*Exercise*.
Once you have read the data below, set it all down again exactly.

*Data for processing*.
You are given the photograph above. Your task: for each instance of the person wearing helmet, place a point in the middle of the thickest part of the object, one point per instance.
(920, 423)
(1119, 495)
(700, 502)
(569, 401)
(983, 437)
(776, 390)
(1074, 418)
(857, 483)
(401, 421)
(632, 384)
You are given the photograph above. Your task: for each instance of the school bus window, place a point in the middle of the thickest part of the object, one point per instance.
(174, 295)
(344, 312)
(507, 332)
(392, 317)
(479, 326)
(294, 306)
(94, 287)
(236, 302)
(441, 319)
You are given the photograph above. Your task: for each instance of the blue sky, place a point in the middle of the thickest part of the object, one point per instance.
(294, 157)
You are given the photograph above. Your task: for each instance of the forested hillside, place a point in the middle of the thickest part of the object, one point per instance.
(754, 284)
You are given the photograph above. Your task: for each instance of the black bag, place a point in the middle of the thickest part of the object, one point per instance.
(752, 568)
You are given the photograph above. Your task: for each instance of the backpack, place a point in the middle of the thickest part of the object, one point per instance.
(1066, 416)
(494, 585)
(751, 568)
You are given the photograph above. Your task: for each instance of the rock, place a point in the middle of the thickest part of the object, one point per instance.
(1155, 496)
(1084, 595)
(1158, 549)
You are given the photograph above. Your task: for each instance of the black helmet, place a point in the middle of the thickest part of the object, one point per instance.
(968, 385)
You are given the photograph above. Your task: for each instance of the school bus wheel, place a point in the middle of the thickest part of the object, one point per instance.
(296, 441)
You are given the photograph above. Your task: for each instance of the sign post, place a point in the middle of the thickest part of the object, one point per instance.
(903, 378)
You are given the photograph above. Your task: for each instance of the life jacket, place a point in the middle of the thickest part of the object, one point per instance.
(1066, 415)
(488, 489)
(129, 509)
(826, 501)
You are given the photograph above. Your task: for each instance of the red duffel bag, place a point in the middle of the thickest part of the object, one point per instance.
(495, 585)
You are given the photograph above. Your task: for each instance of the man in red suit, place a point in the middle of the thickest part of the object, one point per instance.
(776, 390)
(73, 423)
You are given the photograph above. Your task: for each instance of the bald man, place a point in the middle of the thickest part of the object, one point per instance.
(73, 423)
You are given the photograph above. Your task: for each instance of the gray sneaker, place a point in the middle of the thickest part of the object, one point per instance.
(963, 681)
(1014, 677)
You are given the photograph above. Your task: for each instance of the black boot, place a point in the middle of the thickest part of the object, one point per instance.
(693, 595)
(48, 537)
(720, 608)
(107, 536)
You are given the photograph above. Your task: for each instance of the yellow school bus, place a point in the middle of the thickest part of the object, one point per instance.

*Written solution*.
You are given the photograph above. Your task: for each instance of the person wearing helmet, place a point in the middle of the thickest part of the object, one point per instance.
(920, 423)
(1119, 495)
(700, 502)
(569, 401)
(983, 437)
(776, 390)
(1074, 418)
(857, 483)
(401, 421)
(632, 384)
You are given the photograph above. Your task: for each instance of the school bus window, place a point in the middle of the thickest part of the object, one point per instance.
(174, 295)
(344, 312)
(507, 332)
(392, 317)
(479, 326)
(294, 306)
(94, 287)
(236, 302)
(441, 319)
You are given the photograph above. Your task: for each instance of the blue sky, place a point in the middle of the thickest part of the object, one point per instance.
(294, 157)
You are given the photograph above. Your task: for each instance of the forested hillside, place a point in the middle of the thickest part of the object, one point per instance.
(754, 284)
You are given the photograph above. Your task: for each instance of the black bag, place a point in the middle of the thickest part of the object, one point per instance.
(752, 568)
You are given the photograph above. Your task: for each instance of the backpack, place a point in the middle of the thickest part of the object, one point per instance.
(1066, 416)
(494, 585)
(751, 568)
You are given the photograph above. Your task: for each instance of the rock, place a point in the middle of the thickest part of the object, one point per instance.
(1155, 496)
(1084, 595)
(1158, 549)
You are given the photograph above. Your task: for each instance of the black helmet, place a point in the middle of the thickest part of the object, one point per instance.
(968, 385)
You are given the photograph above. Your task: for each instance of the school bus wheel, place a point in the middle of the thickest part of the object, one point per instance.
(296, 441)
You are given the photograph above. Your task: for each instance of the sign post, place a point in the middle of the thickest part of the object, one point per instance.
(903, 378)
You are given the photograph above. Your task: for each instance of the life jacket, place a point in the middle of the thickest part of the object, one point per instance.
(1066, 415)
(488, 489)
(129, 509)
(826, 501)
You are given the photograph above. Your task: for each instance of the red duffel bag, place a point in the middle of the thickest part of the object, one point per instance.
(495, 585)
You are given the photograph above. Your task: for each instance of the man in red suit, place a point in the middle of the thickest part of the object, one point per instance.
(776, 390)
(73, 423)
You are given the photograph above. Your task: for each instance of the bald man, place a point in the middle of the thickest part of the object, one point per instance.
(73, 423)
You are given the photograph above. Your task: for each instance of the gray sneaker, place a point in the middle of the thickest part of the object, one point per instance.
(963, 681)
(1014, 677)
You are given the photograph above. Your task: for each instance of the black boot, place a point in the middle of the thickest part of the object, one point per instance.
(693, 595)
(48, 537)
(720, 608)
(107, 536)
You are given the photograph above. Your task: for each instance of the yellow school bus, place a point in the middle of the thickest part of the object, one point per instance.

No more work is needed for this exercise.